Below are some records; output all of them exactly as they read.
----- Extracted data -----
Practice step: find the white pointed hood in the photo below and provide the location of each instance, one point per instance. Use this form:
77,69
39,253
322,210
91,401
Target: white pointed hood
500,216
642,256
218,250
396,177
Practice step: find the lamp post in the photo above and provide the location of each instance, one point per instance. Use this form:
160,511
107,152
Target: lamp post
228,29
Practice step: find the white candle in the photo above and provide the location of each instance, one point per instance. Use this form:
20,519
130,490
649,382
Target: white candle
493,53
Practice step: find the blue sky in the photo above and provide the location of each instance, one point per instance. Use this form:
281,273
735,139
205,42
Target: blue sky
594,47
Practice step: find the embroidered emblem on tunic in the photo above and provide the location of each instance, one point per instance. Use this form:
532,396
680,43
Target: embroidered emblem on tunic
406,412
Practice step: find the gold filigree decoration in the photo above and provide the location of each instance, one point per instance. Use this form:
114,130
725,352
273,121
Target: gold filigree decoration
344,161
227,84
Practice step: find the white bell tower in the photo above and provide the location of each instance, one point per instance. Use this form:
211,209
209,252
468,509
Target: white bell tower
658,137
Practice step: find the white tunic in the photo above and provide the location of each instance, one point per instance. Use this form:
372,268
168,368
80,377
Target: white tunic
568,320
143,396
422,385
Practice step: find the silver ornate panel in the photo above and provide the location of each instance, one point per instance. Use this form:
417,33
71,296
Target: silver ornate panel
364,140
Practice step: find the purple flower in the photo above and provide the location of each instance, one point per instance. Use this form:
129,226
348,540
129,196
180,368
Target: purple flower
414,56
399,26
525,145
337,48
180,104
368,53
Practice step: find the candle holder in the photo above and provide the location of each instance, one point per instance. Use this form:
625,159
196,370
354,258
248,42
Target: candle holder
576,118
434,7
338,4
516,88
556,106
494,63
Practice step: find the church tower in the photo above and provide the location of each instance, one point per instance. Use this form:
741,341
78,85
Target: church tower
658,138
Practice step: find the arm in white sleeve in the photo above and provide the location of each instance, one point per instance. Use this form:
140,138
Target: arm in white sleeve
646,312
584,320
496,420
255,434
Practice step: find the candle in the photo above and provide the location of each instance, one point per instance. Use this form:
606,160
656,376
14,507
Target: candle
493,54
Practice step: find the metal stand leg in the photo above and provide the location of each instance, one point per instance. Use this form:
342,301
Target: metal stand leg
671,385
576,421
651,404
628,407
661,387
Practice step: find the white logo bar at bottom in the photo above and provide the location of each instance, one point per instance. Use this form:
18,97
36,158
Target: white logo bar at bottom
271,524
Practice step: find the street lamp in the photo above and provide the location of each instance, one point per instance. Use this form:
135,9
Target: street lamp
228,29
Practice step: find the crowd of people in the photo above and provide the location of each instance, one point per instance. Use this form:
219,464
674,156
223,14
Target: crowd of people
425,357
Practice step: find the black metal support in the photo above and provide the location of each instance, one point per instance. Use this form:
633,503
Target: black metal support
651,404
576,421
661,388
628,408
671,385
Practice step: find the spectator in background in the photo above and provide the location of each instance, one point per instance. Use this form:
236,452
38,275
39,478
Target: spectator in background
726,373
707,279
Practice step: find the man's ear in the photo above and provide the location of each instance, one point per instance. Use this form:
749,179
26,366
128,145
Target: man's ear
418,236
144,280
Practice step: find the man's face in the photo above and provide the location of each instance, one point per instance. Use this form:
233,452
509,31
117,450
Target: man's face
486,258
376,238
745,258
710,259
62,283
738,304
-----
> _Answer to this exercise_:
Practice step: find the white pointed hood in the photo below and provide the location of each instance, one point per instance. Use this form:
77,69
39,253
322,210
91,401
Target: white pointed hood
500,216
642,256
218,250
396,177
Practice step: find the lamp post in the photo above and provide the location of each instance, one point per instance. Use this form:
160,511
107,152
Target: lamp post
228,29
Practice step: find the white candle in the photo above and provide the location of each instance, one point per instance. Use this form:
20,519
130,490
649,382
Target: white candle
493,53
Practice step: find the blue sky in the photo above and provide the location of each instance, one point per instance. Use this form:
281,273
735,139
205,42
Target: blue sky
594,47
Practice step: find the embroidered emblem on tunic in the photo above and provide the location of each instance, one point per instance. Use this form:
532,396
680,43
Target: embroidered emblem on tunic
406,412
Practice step: find the gold filigree decoration in the photo above and provide the location of each instance, one point per instance. Use this form:
114,130
725,352
273,121
Target: gold filigree decoration
344,161
227,84
Practice step: find the white bell tower in the photo above and provide the location of each instance, one point per instance. Use this form:
211,209
209,252
468,509
Target: white bell tower
658,137
Practice step: find the white tunic in the photo above and provide the location of each instance, one point per instance. Use this form:
372,268
168,368
80,377
Target: white tunic
568,320
143,396
422,385
Practice step: find the silver ornate panel in the photo above and provide the location of each instance, one point per instance. Use this form:
417,33
71,296
Target: silver ornate panel
364,140
Practice step: find the purple flower in the photo above and provide the location of each instance, one point per instance. Use this form:
129,226
348,540
129,196
180,368
Target: purple flower
414,56
399,26
525,145
337,48
180,104
368,53
Practice step: find the candle holder in the photo above and provide the location of each instance, one point per instance. Use this form:
625,159
196,370
354,258
248,42
Target: candle holder
576,118
434,7
338,4
516,88
556,106
494,63
Practice step: find the church tower in the photo above and provide the location of each instance, one point per instance. Use this form:
741,341
78,85
Target: church tower
658,138
Practice step: find the arm in white sleeve in the photo above and provide the location of each instance, one point per instance. Use this form:
140,138
Target: arm in white sleeve
646,312
584,320
496,420
255,434
Practice step: find the candle in the photo above and provide the location of each instance, one point per instance. Use this form:
606,160
656,376
14,507
Target: candle
493,54
Practice step: find the metal stand leg in the photo above and provide the location of each instance, one point per instance. Use this form:
342,301
Target: metal stand leg
671,385
576,421
651,404
628,407
661,387
Practice step: find the white logo bar at bottom in the photo above and provide the location of each instance, one point per instance. Use this form:
18,97
36,158
Target: white logo bar at bottom
271,524
Practice step: find the street lamp in the photo above and provide the location of each instance, one point per instance. Use this form:
135,9
Target: street lamp
228,29
Practice step: find the crowd of people in the photo above and provide the location of each instance, one point per instance. Use this form:
219,464
674,156
223,14
Target: crowd of people
425,357
Practice step: find the black metal support in the photo above and provide the location of each instance, one point per instance. Use this form:
633,503
Target: black metal support
651,404
576,421
661,388
628,408
671,385
Practice step: find the spectator in background in the photo above and provide the location of each instance, one point per instance. Use this form:
236,452
38,275
39,478
Target: spectator in background
726,373
707,279
Practice step: find the man's ear in the photo above and provide the location of each instance, one point per instance. Use this form:
749,179
26,366
128,145
Target: man's ear
418,236
144,280
Practice step: find the man's face in the photo above and provide the location of each instance, one point per instance. Use this form:
233,452
509,31
117,450
Target: man's face
486,258
376,238
745,258
710,259
62,283
738,304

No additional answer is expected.